Given text ::
•••••

Archive for Ukraine

Over Your Cities Grass Will Grow

Posted in Uncategorized with tags on April 26, 2018 by cliffdean

I just can’t find it.

Somewhere – I’ve seen it quite recently – is a drawing I did on the edge of St Helen’s Woods.

It was a lovely spring day so I’d taken a less-committed art class away from school, carrying boards and paper across an old trackway to the edge of the valley. On my drawing I made a few notes: that a Nightingale was singing down in below and that a radioactive cloud was drifting across Europe from a fire at a nuclear power station in Russia.

I’d like to find that drawing again to check the date – late April, early May 1986 – to confirm where it  fits in the disastrous timeline.

It wasn’t in Russia, but on the Ukraine/Belarus border in a place that everyone now knows.

A few years ago there began to be published haunting winter images of the abandoned support town, Pripyat. And then, we were standing on a bleak hillside at Abyaneh in Iran, with one of our group telling how he’d recently visited the Exclusion Zone; it was quite simple: Easyjet to Kiev, Novotel, then pick up a tour from Solo East outside McDonald’s.

Discussion of the accident came to a halt when another member of the group interjected, “I was there!” Though now a New Yorker, he’d grown up in Kiev. Aged eighteen, he was waiting one morning for the bus to work but the bus didn’t arrive. In fact all the city’s buses had vanished; no-one knew why.

Neither the citizens of Kiev nor the inhabitants of Pripyat nor those of nearby Chernobyl nor of two hundred little villages in the area were told anything. Nor were the firemen who rushed to the scene, many of whom, by the time I’d done my drawing in the sunshine, were already dying of radiation sickness.

Probably, depending on the date of that drawing, but probably by that time thousands of people had been evacuated from the area – in those missing buses.

•••••

Excerpts from point annotation data ::
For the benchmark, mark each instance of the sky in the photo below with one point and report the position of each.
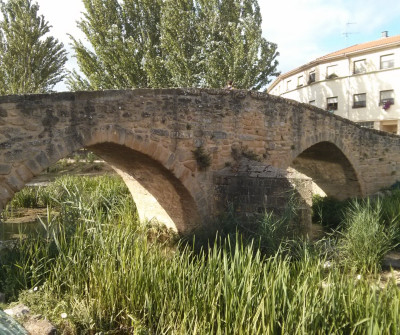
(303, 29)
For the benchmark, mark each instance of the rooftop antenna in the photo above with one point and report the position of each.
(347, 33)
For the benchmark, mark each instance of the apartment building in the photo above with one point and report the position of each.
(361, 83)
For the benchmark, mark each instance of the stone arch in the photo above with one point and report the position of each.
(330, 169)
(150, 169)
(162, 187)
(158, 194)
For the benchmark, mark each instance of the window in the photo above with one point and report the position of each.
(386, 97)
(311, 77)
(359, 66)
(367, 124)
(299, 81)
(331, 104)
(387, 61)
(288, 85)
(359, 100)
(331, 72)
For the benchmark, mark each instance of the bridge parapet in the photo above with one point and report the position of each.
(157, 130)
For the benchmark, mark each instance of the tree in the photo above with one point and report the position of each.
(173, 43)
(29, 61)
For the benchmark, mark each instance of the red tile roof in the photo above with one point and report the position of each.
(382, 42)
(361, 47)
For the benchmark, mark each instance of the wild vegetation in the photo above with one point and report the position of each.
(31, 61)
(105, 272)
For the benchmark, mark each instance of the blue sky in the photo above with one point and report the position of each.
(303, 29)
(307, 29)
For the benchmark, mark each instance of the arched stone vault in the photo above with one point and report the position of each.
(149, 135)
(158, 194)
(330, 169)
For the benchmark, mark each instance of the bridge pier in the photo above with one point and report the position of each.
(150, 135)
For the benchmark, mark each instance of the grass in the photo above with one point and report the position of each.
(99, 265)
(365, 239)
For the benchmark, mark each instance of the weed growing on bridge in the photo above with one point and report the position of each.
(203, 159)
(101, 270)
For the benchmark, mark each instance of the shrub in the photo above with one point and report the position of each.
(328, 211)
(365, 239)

•••••

Work to be completed :: Please resume the blog post about the drawing and the Chernobyl accident, picking up right after its final sentence.

Response for this exercise ::
There were those who’d come from all over the Soviet Union to work at the forward-looking power plant – four reactors already generating electricity and another in construction – and there were those who’d been born and bred in the villages but now faced permanent exile.

When, last year, I finally arrived in Pripyat it was oddly familiar – partly from the many eerie photographs and drone films disseminated in recent years but also from Science Not-Quite-Fiction post-apocalyptic scenarios in films and novels.

This wrecked department store resembled a scene from J G Ballard’s “Kingdom Come”. And then there’s Tarkovsky’s uncannily prescient “Stalker” – filmed in 1979. I’ve referred to it in other posts.

And “In Ruins” by Colin Woodward, which traces the role of crumbling, abandoned dwellings and monuments in the European imagination. From childhood I’ve enjoyed exploring such places, the more overgrown the better.

Now it’s a favourite with photographers, who want to exploit the ready-made poignancy, especially when it’s overloaded with references to childhood.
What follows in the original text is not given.